## Task data

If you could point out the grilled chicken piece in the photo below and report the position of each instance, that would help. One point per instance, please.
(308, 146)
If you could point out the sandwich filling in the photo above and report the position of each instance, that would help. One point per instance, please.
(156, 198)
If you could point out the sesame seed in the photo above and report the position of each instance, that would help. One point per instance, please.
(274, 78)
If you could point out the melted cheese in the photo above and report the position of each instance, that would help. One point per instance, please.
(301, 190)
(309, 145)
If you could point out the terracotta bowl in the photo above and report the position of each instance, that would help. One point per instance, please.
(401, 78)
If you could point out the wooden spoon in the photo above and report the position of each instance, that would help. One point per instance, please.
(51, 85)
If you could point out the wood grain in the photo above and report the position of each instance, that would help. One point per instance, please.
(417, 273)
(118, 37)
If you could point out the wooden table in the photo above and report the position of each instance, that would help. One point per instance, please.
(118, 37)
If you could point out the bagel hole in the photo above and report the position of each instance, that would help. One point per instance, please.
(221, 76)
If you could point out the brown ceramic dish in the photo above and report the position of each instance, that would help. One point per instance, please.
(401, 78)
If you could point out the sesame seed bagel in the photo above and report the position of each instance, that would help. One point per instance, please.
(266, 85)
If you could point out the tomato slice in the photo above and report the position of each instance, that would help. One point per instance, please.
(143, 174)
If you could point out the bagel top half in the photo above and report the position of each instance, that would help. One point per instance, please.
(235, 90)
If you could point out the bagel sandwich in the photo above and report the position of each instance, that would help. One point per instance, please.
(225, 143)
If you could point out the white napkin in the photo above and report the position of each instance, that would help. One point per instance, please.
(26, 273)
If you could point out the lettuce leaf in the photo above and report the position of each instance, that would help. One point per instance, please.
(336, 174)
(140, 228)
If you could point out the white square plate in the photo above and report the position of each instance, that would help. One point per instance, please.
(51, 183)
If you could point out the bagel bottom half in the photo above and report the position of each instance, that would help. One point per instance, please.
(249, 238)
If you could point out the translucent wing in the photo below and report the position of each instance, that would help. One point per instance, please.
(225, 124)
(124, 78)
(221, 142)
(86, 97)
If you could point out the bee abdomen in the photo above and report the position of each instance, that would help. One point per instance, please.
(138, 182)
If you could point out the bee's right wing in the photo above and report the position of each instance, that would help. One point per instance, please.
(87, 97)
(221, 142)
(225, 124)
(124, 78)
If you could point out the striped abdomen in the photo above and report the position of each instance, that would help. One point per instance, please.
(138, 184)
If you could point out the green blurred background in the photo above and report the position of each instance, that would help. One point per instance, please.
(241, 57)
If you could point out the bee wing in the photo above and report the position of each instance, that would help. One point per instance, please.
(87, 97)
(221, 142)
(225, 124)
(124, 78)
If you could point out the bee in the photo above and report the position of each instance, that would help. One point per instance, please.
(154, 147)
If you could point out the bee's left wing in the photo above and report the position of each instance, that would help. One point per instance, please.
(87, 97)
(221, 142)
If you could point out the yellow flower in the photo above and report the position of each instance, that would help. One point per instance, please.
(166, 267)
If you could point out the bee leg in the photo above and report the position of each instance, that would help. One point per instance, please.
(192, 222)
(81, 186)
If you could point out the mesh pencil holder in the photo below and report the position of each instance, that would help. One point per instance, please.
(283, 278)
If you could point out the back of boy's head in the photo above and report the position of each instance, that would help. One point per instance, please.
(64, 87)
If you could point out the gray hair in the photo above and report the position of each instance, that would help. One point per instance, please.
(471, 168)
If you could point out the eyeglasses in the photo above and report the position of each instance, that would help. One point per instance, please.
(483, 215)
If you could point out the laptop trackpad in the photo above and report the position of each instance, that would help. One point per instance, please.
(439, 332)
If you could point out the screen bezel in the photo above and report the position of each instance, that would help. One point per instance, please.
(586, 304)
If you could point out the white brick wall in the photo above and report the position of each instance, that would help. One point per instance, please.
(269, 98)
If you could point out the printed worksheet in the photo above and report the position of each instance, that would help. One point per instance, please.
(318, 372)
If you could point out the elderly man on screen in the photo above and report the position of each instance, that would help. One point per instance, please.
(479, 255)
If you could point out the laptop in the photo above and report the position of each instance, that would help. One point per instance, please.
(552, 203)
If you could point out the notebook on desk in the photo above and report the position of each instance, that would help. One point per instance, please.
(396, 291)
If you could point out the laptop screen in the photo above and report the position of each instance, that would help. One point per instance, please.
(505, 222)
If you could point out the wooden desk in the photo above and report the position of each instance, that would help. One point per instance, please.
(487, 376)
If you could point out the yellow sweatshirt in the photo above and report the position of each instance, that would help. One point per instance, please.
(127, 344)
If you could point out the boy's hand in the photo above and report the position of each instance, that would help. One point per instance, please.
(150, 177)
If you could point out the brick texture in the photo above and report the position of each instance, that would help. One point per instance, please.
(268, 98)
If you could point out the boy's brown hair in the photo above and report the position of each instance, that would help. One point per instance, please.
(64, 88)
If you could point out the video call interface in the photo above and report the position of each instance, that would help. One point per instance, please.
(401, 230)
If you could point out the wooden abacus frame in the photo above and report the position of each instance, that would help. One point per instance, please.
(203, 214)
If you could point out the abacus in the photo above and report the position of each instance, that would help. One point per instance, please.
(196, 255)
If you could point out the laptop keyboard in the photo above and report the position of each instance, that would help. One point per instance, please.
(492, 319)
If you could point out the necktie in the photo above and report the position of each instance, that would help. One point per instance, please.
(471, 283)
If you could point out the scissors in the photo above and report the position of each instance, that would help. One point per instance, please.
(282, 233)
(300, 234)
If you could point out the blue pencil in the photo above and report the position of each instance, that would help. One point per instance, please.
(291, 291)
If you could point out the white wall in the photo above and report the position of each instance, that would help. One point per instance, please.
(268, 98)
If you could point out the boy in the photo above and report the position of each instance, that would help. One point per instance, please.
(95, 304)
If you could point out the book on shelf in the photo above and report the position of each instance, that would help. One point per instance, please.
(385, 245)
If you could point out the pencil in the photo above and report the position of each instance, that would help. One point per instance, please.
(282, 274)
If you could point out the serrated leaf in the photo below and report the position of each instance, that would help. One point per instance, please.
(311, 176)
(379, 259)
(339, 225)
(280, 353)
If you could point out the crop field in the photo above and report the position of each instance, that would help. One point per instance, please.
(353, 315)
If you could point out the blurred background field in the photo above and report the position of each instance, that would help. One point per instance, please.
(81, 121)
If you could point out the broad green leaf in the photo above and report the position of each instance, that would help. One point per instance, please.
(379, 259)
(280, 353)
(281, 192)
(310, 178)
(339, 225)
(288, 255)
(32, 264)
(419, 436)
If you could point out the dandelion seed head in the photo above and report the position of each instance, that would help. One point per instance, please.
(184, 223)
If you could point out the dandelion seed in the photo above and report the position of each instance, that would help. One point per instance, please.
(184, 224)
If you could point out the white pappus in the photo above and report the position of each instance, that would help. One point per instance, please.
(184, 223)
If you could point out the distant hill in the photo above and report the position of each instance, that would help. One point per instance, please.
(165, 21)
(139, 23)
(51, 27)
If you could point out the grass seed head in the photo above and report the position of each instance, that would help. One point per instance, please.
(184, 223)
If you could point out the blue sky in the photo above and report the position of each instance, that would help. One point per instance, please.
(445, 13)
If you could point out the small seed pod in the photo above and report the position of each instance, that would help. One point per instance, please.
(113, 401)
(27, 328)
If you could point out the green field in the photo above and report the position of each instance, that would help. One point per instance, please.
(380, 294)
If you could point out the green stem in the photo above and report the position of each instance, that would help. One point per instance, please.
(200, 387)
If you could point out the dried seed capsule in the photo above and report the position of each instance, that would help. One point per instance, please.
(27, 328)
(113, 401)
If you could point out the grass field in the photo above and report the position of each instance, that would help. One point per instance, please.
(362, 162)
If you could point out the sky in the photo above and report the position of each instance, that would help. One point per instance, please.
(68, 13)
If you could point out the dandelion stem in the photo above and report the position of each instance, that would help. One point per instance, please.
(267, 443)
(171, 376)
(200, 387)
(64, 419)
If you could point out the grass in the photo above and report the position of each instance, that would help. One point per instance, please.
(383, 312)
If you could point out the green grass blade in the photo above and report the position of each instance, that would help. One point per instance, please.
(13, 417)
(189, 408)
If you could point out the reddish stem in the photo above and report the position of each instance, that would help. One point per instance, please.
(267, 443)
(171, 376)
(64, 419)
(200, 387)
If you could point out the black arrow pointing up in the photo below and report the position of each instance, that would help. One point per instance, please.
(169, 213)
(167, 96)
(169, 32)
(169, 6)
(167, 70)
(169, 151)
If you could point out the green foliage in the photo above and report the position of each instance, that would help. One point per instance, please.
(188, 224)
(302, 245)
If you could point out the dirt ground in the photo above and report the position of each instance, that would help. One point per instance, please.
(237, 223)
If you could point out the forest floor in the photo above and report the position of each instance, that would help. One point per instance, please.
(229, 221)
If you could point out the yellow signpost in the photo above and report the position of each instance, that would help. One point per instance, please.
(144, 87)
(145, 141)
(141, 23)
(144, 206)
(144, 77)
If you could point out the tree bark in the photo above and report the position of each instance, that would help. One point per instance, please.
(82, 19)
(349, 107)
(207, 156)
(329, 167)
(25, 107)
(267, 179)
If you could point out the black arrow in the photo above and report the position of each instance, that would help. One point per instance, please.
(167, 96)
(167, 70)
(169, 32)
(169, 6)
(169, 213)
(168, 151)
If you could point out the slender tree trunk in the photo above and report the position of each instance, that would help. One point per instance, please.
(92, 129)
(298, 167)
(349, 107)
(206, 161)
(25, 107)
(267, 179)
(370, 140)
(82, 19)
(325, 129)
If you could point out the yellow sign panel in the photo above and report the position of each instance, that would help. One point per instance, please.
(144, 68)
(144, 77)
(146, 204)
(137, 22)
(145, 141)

## What to do
In the records above, return only the line that contains "If you could point out the yellow signpost" and every line after it through the last, exactly as they appear.

## Task response
If you could point out the yellow signpost in the photo above and report the position of each instance, that would help. One point per instance, please.
(144, 87)
(145, 141)
(141, 23)
(144, 206)
(144, 77)
If you could point out the tree bark in the photo above and report the position of each instance, that would help. One point per instance, please.
(82, 19)
(349, 107)
(207, 156)
(329, 167)
(25, 107)
(267, 179)
If you could point out the black arrow in the photo above and report the position of each instance, that would help. One point per instance, please.
(167, 96)
(167, 70)
(169, 32)
(169, 6)
(169, 213)
(168, 151)
If you could point out the slender tree trunk in the photo above and report the position of each instance, that would help. One point per instance, please.
(92, 129)
(298, 167)
(349, 107)
(206, 161)
(25, 107)
(267, 179)
(370, 140)
(82, 19)
(325, 129)
If you could point out the yellow sign panel in the photo above and report the position of each instance, that would help. One point per instance, please.
(144, 68)
(144, 77)
(146, 204)
(137, 22)
(145, 141)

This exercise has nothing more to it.